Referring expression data
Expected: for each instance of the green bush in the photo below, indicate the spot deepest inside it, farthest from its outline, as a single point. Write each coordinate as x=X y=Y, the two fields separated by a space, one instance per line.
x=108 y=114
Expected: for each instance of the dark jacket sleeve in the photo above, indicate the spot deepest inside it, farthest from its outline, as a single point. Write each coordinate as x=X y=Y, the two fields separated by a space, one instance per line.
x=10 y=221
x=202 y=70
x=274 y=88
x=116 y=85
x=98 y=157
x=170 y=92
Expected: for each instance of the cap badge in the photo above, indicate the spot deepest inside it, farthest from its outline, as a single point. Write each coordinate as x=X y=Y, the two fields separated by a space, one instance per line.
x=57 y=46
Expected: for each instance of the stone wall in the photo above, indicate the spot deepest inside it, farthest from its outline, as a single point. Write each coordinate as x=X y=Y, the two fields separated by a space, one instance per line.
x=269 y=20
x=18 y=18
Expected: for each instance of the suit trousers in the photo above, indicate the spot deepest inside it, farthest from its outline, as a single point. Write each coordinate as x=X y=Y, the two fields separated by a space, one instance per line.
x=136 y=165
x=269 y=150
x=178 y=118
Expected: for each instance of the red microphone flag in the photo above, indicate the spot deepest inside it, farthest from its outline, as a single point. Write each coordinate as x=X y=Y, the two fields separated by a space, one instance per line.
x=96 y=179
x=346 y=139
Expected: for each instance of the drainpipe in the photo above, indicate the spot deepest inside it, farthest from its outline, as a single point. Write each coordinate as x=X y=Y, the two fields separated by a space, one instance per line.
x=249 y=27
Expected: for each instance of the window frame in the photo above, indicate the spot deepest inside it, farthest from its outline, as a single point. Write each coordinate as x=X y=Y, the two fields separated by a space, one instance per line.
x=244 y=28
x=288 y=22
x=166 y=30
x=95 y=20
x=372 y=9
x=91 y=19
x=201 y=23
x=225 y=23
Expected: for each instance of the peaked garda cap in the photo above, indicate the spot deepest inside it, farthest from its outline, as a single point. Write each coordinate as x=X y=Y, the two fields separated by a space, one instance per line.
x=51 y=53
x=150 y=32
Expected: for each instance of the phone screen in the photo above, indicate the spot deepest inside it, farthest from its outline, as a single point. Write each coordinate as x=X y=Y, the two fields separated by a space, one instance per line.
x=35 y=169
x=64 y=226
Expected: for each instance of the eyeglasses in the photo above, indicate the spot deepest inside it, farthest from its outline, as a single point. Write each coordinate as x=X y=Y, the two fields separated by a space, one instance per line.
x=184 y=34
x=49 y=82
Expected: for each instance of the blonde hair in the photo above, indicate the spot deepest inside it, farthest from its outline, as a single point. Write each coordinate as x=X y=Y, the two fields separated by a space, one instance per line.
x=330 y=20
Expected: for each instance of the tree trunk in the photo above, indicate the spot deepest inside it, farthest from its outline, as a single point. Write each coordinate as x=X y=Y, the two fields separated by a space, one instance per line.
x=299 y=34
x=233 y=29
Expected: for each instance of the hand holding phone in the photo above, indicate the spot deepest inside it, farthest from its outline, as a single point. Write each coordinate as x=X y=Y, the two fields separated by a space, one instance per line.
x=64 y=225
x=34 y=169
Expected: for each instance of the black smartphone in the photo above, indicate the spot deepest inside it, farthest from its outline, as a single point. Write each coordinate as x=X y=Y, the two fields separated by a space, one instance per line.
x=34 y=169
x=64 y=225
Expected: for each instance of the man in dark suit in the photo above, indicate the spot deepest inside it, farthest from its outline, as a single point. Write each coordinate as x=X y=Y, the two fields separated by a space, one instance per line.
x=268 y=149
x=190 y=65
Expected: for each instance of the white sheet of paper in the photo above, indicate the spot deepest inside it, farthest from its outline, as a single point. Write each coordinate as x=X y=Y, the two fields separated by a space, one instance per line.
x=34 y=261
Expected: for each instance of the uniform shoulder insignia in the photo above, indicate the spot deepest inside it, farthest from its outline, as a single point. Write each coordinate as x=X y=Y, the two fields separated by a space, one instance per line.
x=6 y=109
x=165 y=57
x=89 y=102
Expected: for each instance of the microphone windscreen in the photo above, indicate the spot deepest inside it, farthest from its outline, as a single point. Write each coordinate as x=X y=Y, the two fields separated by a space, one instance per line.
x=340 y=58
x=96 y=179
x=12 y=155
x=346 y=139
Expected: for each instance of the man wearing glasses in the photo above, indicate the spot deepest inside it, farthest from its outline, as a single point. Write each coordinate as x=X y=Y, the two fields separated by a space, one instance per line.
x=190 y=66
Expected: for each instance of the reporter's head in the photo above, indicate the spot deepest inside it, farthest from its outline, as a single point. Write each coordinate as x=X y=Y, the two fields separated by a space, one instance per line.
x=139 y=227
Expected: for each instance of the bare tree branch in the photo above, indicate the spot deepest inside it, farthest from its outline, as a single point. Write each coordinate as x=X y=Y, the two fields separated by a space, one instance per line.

### EXERCISE DIRECTIONS:
Transcribe each record above exactly. Skip none.

### RESPONSE:
Expected: for each instance of the green bush in the photo below, indicate the spot deepest inside it, farthest from its outline, as a single point. Write each coordinate as x=X y=Y, the two fields separated by a space, one instance per line.
x=108 y=114
Expected: for each instance of the dark jacket sleeve in the photo above, indicate the spot deepest inside it, farthest from its outline, as a single point. Write each coordinate as x=X y=Y, the two fields separated by a space, one instance per line.
x=10 y=221
x=202 y=70
x=274 y=88
x=116 y=85
x=98 y=157
x=170 y=92
Expected: for each instance of the cap badge in the photo above, indicate the spot deepest inside it, farthest from its outline, as a single point. Write each coordinate as x=X y=Y, the two fields separated by a space, one instance per line.
x=57 y=46
Expected: for each instance of the stone wall in the photo above, indicate the spot deepest inside it, farthest from its outline, as a single point. Write each coordinate as x=X y=Y, the two fields separated by a space, one instance per line.
x=269 y=20
x=18 y=18
Expected: for each instance of the suit trousers in the photo above, indicate the spot deepest inside it, farthest from its outline, as a single point. Write each coordinate as x=X y=Y, the two fields separated by a space, one instance per line.
x=136 y=165
x=269 y=150
x=178 y=118
Expected: for each instance of the red microphone flag in the photo above, indicate the spot deepest inside it, farthest from its outline, as a single point. Write each coordinate as x=X y=Y, the two fields separated by a space, one instance per line.
x=96 y=179
x=346 y=139
Expected: for each instance of the drainpipe in the photo above, indicate the spot deepest inside it, farthest from its outline, as a single point. Write each coordinate as x=X y=Y, the two fields separated by a space, one instance per line.
x=249 y=27
Expected: for each instance of the window frame in the photo above, indicate the spot deepest inside it, farthest from its outline, as a single point. Write each coordinate as x=X y=Y, the two fields separated by a space, one instance per line.
x=244 y=28
x=288 y=22
x=166 y=30
x=95 y=20
x=372 y=9
x=91 y=19
x=201 y=23
x=225 y=23
Expected: for each instance of the peaked garda cap in the photo above, indicate the spot deepest inside it, farthest from its outline, as a single point. Write each coordinate as x=X y=Y, the two fields separated by a space, one instance per line.
x=51 y=53
x=150 y=32
Expected: for each instance of the phone screen in the photo above, indicate the spot deepest inside it, farthest from its outline, as a single point. Write each coordinate as x=X y=Y, the two fields separated by a space, one instance per line.
x=35 y=169
x=64 y=226
Expected: for each instance of the eyeglasses in the photo above, indicate the spot deepest inside it, farthest from its outline, as a single point. Write each coordinate as x=X y=Y, the two fields separated by a space, one instance per line.
x=184 y=34
x=49 y=82
Expected: for each instance of the blonde hair in the photo above, indicate the spot deepest inside it, farthest from its outline, as a single point. Write each coordinate as x=X y=Y, the two fields separated by a space, one instance per line.
x=330 y=20
Expected: for each instance of the tree trunk in the photo above, indicate the spot deepest inside it, farthest from its outline, as a single point. Write each coordinate as x=X y=Y, the two fields separated by a space, one instance per line.
x=299 y=34
x=233 y=29
Expected: for each instance of the hand holding phone in the photo above, indicate the spot deepest inside it, farthest from its outline, as a single point. Write each coordinate as x=X y=Y, the two fields separated by a space, one instance per line.
x=64 y=225
x=34 y=169
Expected: for each instance of the black smartphone in the photo above, indicate the spot deepest inside it, farthest from its outline, as a single point. Write each coordinate as x=X y=Y, the two fields separated by a space, one instance per line.
x=34 y=169
x=64 y=225
Expected: for each instance of the man in dark suit in the photo above, indicate the spot deepest inside it, farthest from its outline, as a single point. Write each coordinate as x=X y=Y, the two fields separated by a space, one instance per line.
x=268 y=149
x=190 y=65
Expected: for each instance of the white sheet of paper in the photo above, indicate the spot deepest inside it, farthest from its outline, as a single point. Write each coordinate as x=X y=Y, the two fields separated by a space, one instance per line.
x=34 y=261
Expected: for each instance of the uniform shoulder insignia in the photo above, indicate the spot deepest inside it, farthest from its outline, as a single point. Write each coordinate as x=X y=Y, the two fields separated by a space, one instance per line.
x=6 y=109
x=165 y=57
x=89 y=102
Expected: for each instance of the microphone windscreen in the photo above, indicate the spot deepest inside it, farthest from its outline, as a single point. Write each coordinate as x=X y=Y, the two fields separated by a space, one instance per line.
x=340 y=58
x=96 y=179
x=12 y=155
x=346 y=139
Expected: for each instance of the man wearing glasses in the photo above, indicate the spot deepest inside it, farthest from its outline, as a single point. Write each coordinate as x=X y=Y, the two fields separated by a space, one instance per line.
x=190 y=66
Expected: for each instance of the reporter's head in the photo above, indicate the spot deepest inside it, farthest from its outline, as a single point. Write each coordinate as x=X y=Y, the two fields separated by a space, one instance per line.
x=139 y=227
Expected: for each instance of the bare tree branch in the photo above, indicate the spot deepest inside it, farthest from its outline, as a single point. Write each coordinate as x=X y=Y, the two fields separated by a space, one instance per line.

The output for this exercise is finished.